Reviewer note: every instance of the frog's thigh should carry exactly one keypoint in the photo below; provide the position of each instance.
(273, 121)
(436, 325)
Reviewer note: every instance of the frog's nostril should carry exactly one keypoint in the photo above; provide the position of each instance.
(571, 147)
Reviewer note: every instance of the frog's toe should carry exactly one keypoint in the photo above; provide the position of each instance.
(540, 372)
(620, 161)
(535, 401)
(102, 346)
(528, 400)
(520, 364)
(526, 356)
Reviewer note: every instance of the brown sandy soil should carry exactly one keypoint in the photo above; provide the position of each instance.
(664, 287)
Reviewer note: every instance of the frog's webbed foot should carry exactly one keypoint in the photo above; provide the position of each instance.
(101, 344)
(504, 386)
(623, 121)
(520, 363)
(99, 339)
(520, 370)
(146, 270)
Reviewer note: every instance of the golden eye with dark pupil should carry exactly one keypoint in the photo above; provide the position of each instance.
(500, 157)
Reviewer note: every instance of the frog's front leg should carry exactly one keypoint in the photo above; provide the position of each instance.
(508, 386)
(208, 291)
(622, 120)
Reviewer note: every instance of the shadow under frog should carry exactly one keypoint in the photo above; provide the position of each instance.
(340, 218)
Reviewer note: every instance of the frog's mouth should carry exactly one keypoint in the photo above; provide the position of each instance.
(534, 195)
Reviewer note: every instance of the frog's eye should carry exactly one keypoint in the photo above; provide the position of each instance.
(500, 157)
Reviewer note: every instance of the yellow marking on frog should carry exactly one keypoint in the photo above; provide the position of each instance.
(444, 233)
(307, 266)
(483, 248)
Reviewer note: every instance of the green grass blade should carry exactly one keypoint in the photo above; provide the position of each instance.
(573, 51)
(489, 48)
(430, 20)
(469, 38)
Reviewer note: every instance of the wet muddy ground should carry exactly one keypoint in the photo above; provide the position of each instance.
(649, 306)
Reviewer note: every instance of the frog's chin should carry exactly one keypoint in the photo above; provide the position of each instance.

_ _ _

Directions for this task >> Output the listing above exactly, keeping each line as it was.

Written reply >>
Reviewer note: every instance of the frog's thigh should carry exactly one keypoint in the photo below; provide the position of each instance.
(273, 121)
(436, 325)
Reviewer note: every instance of the frog's nostril should carry exactly one keypoint in the photo above; provide the position of each instance.
(571, 147)
Reviewer note: every instance of the frog's toe should carry exactly one keypoint in the photo above; provide the position of each instance.
(540, 372)
(620, 161)
(535, 401)
(102, 346)
(528, 400)
(520, 364)
(526, 356)
Reviewer note: every instance of the brown sandy soil should carry exactly one keypoint in the photo above; provide the position of each instance.
(664, 287)
Reviewer note: every instance of the frog's webbed foot should carry exactly one keypoint in the photo above; provide the position of each instance.
(101, 344)
(504, 386)
(623, 121)
(520, 363)
(99, 339)
(520, 370)
(146, 270)
Reviewer note: every instance of the golden eye with dark pupil should carry exactly one keypoint in the photo above; provide the position of each instance.
(500, 157)
Reviewer note: every instance of the frog's front leg should carry exactly one keypoint in the photo above; provide the position of each instance.
(508, 386)
(208, 291)
(622, 120)
Reviewer note: every instance of the shadow under frog should carry exactly one keypoint in the photo above; provide the position of each instance.
(340, 218)
Reviewer note: every instance of the frog's mouth should carry exactly one keypoint in the photo above; provide the position of each instance.
(534, 195)
Reviewer note: every instance of the frog's eye should carry exactly one keypoint in the photo above; provide the position of each instance.
(500, 157)
Reviewer note: every instance of the yellow marking on frog should carry exactly one keypoint in the photo above; provide the position of each instance.
(444, 233)
(307, 266)
(483, 248)
Reviewer note: every instance of the green grass blade should carry exactly one keypoint in the photo above; provide the position of each instance.
(573, 51)
(489, 48)
(430, 20)
(469, 38)
Reviewer note: every instance of the wet muddy ground should carry exactly one keypoint in the photo above; provide the position of each instance.
(649, 306)
Reviewer note: every instance of the frog's chin should carry exactly one keypoint in the photo above; provide the position of each instance.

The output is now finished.